[PASSAGE TO READ]

Four Reasons for Choosing a Laparoscopic Surgeon
Choosing a laparoscopic surgeon is perhaps the easiest option for the patient, due to the following factors:
- Incisions are smaller, thus causing less pain and discomfort.
- Complications, especially the risk of excessive blood loss and peripheral organ damage, can be deftly avoided.
- The patient can be discharged quickly after a 90-minute surgery followed by a short period of observation in the post-surgical recovery room.
- The operation creates smaller scars that heal faster, and expert surgeons can place scars in abdominal tucks or skin folds to minimize their visibility.
Finding the Qualified Laparoscopic Surgeon Could Be a Chore
Looking at the unusually large number of hysterectomies conducted in the U.S. every year, it may come as a surprise that both general surgeons and gynecologists prefer abdominal surgery over laparoscopy, even though the latter is less stressful for the patient.
There are several reasons why laparoscopy is less in vogue:
• The average gynecological specialist is more familiar with abdominal and traditional vaginal surgery, and has less exposure to and experience in doing a laparoscopy.
• Laparoscopy requires expertise and specialized equipment that not all hospitals are able to provide.
• The average gynecologist performs less than 20 hysterectomies annually, and laparoscopy requires specialists well-versed in the procedure, having had experience in at least 50 cases.
• Many doctors emerging from residency courses are reluctant to explore laparoscopy as they have not undergone the additional two years of specialization in advanced laparoscopic surgery.
The Role of the Gynecological Oncologist
When cancer is suspected or diagnosed in the uterus, cervix, ovaries, or fallopian tubes, the services of an experienced gynecological oncologist becomes crucial.
- Such a specialist is an obstetrician-gynecologist who has successfully completed a board-certified program and training specializing in various cancers that affect the female reproductive system.
- Leveraging the services of such a specialist ensures that the entire process, from the diagnosis of cancer to strategizing solutions suited to your individual needs, the surgery itself, and follow-up action including chemotherapy, radiation, and palliative care, can be supervised by a single specialist doctor.
- The specialist ensures that a complete or partial hysterectomy is performed carefully, minimizing the risk of cancer spreading to other organs. The oncologist would also be able to coordinate chemotherapy and radiation treatments to ensure that the surgery resolves issues successfully.
It is very important to have access to a gynecological oncologist from the beginning, because the suspicion of a cancerous mass or its confirmation through lab tests and imaging results lays the foundation for the first surgical procedure. The quality of the initial surgery and follow-up is a make or break moment that truly shapes the long-term effects the patient must endure.
The expert gynecological oncologist who has had substantial experience in treating various kinds of reproductive cancers is in the best position to choose the mode of treatment or surgery that is most appropriate to the individual.
Gynecological Oncologists Offer Expertise in the Following:
- Carefully matching surgeries and combining chemotherapy and radiation correctly with each stage of the cancer.
- Removal of tumors with minimum collateral damage to the adjoining organs.
- In many hospitals, oncological surgery and medicine are handled by the same specialist, and this brightens the chances of recovery for the patient.
- In certain cancers such as those affecting the ovaries, chemotherapy can be administered by such specialists directly to the affected cells, thereby limiting the side effects on the affected site.
- The oncologist is better equipped to address all the needs of the woman including her childbearing capacity, sexual problems, emotional issues, and family interactions.

[/PASSAGE TO READ]

▶ CHECK YOUR UNDERSTANDING:
a) From the passage on choosing a laparoscopic surgeon, extract the wording from "The expert gynecological" up to and including "of the cancer.".
b) According to the passage on choosing a laparoscopic surgeon, why is it very important to have access to a gynecological oncologist from the beginning? Answer in one to three sentences.

[MATERIAL SUPPLIED]

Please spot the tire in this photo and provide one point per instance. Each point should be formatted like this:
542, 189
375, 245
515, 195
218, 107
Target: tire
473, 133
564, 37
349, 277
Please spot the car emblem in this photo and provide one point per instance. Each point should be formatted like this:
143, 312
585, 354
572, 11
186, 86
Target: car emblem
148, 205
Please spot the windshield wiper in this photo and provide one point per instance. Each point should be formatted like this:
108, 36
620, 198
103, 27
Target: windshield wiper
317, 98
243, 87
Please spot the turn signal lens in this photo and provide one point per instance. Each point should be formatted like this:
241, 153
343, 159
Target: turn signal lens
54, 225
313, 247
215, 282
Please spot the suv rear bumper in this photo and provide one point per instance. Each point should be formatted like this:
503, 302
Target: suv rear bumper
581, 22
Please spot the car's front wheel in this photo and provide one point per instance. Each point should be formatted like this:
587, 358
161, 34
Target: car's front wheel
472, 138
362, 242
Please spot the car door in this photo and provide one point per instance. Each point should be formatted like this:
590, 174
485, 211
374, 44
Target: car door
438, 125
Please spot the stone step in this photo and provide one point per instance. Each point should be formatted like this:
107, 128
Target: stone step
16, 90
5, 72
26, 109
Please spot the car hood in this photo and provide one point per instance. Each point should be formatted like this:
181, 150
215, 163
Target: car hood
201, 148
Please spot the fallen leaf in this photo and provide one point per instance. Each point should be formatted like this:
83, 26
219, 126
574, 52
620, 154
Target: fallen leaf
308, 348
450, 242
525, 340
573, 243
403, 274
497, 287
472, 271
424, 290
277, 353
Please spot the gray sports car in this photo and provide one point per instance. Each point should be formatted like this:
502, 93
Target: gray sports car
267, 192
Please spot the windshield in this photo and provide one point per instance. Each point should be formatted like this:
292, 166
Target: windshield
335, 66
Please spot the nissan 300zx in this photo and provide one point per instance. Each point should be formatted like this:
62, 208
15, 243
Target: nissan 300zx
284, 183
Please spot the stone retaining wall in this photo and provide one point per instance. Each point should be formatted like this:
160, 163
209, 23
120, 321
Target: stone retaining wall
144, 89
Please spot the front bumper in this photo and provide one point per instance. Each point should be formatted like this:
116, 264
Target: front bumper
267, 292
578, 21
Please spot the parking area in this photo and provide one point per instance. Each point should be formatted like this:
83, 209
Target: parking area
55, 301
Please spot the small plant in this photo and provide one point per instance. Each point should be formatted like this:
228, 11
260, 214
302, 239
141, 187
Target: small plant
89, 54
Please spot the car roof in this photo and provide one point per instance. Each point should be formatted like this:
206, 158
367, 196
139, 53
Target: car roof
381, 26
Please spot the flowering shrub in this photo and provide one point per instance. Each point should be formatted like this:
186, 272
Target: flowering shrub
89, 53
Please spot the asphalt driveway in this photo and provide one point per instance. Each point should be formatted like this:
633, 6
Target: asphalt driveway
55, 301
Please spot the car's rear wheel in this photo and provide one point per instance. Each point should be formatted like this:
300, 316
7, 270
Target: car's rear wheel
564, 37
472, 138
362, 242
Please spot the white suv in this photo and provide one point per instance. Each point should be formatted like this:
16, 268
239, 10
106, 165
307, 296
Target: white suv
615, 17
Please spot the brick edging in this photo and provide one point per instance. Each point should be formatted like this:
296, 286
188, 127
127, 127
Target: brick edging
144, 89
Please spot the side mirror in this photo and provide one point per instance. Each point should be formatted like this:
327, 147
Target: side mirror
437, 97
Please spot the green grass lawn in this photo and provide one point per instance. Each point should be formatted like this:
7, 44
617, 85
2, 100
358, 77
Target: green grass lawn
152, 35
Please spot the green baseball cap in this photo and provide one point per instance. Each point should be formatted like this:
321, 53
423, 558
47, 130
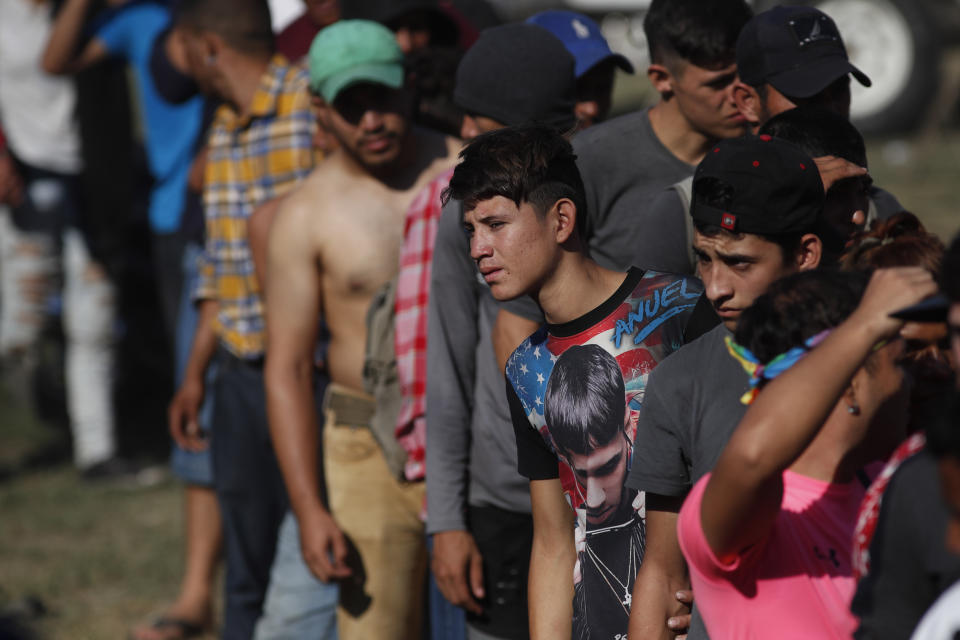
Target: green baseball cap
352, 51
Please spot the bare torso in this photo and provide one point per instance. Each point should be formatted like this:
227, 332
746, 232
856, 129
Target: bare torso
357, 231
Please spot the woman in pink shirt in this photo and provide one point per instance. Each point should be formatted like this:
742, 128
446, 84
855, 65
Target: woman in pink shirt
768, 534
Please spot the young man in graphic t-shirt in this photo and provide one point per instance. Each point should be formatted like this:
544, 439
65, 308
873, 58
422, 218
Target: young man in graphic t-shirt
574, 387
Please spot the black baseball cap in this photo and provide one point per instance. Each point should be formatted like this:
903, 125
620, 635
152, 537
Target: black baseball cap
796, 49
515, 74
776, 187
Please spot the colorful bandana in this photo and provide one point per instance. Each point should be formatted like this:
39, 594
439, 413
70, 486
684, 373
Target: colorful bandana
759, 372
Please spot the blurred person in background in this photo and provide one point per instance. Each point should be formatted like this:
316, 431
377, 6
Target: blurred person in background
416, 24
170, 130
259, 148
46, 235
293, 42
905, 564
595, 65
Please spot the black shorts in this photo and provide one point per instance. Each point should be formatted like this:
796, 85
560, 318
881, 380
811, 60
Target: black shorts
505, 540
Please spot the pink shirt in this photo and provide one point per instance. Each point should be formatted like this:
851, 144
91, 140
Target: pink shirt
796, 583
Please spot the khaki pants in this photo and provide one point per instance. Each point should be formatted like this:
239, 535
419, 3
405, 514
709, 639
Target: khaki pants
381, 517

[/MATERIAL SUPPLIED]
[MATERIAL SUPPLIED]

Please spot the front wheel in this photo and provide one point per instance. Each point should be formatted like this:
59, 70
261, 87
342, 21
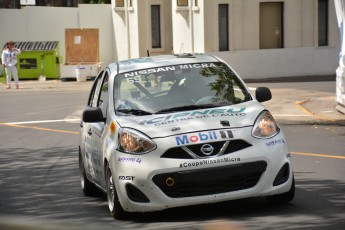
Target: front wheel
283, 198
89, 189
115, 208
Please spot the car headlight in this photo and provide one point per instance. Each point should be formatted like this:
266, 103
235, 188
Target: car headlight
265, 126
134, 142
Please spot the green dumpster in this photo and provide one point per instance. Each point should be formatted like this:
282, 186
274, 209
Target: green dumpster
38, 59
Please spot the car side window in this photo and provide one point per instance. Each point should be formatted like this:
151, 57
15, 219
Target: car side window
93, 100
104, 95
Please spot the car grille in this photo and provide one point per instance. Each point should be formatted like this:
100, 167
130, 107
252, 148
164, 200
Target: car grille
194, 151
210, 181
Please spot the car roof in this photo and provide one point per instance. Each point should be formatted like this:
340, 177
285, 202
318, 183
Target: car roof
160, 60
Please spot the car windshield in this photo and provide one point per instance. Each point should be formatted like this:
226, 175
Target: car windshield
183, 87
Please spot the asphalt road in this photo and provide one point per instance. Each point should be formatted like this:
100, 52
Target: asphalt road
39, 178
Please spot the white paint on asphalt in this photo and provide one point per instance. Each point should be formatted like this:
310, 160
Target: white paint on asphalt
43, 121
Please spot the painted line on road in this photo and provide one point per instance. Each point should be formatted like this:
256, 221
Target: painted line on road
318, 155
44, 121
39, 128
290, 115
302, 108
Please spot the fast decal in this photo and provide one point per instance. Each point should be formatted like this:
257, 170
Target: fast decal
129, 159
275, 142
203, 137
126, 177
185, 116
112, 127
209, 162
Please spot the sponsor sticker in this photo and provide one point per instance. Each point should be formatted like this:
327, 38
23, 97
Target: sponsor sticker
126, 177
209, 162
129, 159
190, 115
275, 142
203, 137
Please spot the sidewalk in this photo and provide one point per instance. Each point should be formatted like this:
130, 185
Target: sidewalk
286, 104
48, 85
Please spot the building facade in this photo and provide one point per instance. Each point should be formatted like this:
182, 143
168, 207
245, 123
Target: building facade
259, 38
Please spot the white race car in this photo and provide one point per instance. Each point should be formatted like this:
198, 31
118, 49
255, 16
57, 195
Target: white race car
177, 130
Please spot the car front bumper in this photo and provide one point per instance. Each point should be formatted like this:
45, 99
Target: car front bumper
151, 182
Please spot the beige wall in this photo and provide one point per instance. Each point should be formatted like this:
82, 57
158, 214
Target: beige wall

[/MATERIAL SUPPLIED]
[MATERIAL SUPPLIED]

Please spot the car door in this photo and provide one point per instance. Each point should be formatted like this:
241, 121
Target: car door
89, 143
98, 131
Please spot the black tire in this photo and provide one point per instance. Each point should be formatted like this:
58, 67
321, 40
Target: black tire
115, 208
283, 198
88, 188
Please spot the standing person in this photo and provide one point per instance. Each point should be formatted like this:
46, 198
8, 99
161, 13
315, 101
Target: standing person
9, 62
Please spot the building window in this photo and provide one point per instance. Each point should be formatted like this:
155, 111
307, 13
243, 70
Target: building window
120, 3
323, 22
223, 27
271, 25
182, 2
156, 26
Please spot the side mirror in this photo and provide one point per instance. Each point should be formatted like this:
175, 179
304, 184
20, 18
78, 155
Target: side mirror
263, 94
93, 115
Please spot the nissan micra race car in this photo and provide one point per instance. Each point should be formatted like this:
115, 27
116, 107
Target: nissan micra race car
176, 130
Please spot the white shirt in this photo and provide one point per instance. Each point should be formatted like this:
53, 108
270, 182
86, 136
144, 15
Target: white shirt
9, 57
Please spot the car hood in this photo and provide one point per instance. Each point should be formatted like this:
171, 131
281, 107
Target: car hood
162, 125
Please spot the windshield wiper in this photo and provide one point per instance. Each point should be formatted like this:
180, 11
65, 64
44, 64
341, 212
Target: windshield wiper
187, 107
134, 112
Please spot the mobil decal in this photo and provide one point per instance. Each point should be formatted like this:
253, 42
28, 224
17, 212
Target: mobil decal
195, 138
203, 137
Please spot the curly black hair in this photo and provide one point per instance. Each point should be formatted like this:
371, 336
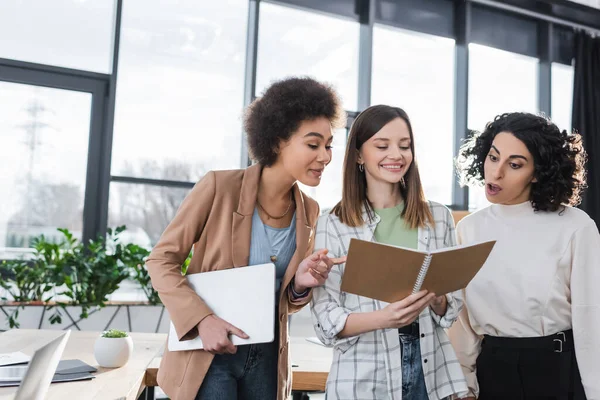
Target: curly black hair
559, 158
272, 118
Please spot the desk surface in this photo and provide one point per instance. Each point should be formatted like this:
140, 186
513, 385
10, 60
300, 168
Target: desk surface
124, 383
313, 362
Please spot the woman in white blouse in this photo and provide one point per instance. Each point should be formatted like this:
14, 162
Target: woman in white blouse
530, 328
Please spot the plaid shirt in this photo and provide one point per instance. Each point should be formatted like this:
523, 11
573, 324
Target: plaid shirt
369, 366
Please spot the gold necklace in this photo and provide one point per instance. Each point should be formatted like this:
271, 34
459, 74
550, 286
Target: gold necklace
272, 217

[/MATERIAL SUPPLIED]

▶ SOLUTIONS TO EACH TASK:
a)
The expert gynecological oncologist who has had substantial experience in treating various kinds of reproductive cancers is in the best position to choose the mode of treatment or surgery that is most appropriate to the individual.
Gynecological Oncologists Offer Expertise in the Following:
- Carefully matching surgeries and combining chemotherapy and radiation correctly with each stage of the cancer.

b) The suspicion of a cancerous mass, or its confirmation through lab tests and imaging results, lays the foundation for the first surgical procedure. The quality of that initial surgery and its follow-up is a make-or-break moment that shapes the long-term effects the patient must endure.